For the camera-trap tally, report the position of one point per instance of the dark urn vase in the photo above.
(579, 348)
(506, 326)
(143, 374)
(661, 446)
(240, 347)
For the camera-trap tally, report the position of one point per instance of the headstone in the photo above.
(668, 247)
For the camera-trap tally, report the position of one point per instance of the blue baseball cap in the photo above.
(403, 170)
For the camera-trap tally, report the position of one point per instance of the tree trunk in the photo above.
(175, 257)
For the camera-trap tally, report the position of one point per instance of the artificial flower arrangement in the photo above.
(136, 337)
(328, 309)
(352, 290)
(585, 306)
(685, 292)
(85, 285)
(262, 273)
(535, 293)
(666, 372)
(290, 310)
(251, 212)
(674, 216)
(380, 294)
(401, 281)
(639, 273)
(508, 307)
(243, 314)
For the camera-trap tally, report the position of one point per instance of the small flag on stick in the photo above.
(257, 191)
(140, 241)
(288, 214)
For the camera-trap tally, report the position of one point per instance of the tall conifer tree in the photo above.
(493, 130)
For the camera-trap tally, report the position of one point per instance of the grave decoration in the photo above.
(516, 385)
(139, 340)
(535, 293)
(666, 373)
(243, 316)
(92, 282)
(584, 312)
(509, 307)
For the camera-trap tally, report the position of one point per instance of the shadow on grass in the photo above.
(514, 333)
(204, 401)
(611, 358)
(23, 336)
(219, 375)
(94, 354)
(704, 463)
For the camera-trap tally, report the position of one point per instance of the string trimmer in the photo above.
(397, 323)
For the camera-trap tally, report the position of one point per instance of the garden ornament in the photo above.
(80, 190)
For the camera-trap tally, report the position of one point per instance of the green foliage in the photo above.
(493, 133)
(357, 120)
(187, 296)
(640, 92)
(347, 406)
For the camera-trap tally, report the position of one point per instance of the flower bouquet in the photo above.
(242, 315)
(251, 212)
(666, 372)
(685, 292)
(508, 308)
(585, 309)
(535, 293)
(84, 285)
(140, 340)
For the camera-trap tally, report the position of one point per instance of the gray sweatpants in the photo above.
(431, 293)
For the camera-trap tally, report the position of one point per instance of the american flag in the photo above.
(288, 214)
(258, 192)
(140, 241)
-- -- --
Return the full listing above line for line, with no changes to any wording, number, or punctuation.

For the camera-trap tally, report the position of one point per instance of the dark urn vase in the photo above.
(579, 348)
(506, 326)
(143, 374)
(661, 446)
(240, 347)
For the camera-trap tally, report the position of one point per instance of the headstone in the photo above.
(668, 247)
For the camera-trap tally, report the position of one point per instance of the blue baseball cap in the photo above.
(403, 170)
For the camera-trap tally, report the position of one point per instance of the tree trunk in the photo above.
(175, 257)
For the camera-trap tally, report the position of one point per instance of the artificial flower arrangement in the photo above.
(136, 337)
(328, 309)
(352, 290)
(585, 306)
(685, 292)
(85, 285)
(262, 273)
(535, 293)
(666, 372)
(290, 310)
(251, 212)
(674, 216)
(380, 294)
(401, 281)
(639, 273)
(508, 307)
(243, 314)
For the camera-trap tally, report the position of one point per instance of the small flag on stick in the photo above.
(257, 191)
(140, 241)
(288, 214)
For the camera-trap tally, report the position of one point per instance of the tall conifer tree in the photo above.
(493, 130)
For the camera-trap tally, report the position of one point per instance of the grave decoration in the photo above.
(516, 385)
(139, 340)
(535, 293)
(666, 373)
(243, 316)
(92, 282)
(584, 312)
(509, 307)
For the camera-trap tally, report the position of one point per instance of the shadow on grass in the photo above.
(514, 333)
(204, 401)
(611, 358)
(23, 336)
(219, 375)
(94, 354)
(704, 463)
For the camera-trap tally, report the position of one point per instance of the string trimmer in the photo above.
(397, 323)
For the camera-trap tally, report the position of one point per instance of the garden ornament in the photo above.
(80, 190)
For the camera-trap tally, report the position of one point per instance of the green foliage in the photo above.
(493, 133)
(357, 120)
(187, 296)
(640, 92)
(347, 406)
For the camera-trap tally, report the position of one point per instance of the flower bouquet in the photo above.
(242, 315)
(251, 212)
(666, 372)
(685, 292)
(508, 308)
(585, 309)
(535, 293)
(84, 285)
(140, 340)
For the camera-trap tally, report the position of one point per instance of the gray sweatpants in the photo above.
(431, 293)
For the camera-trap tally, report the position of one point per instance of the american flag in the photo above.
(288, 214)
(258, 192)
(140, 241)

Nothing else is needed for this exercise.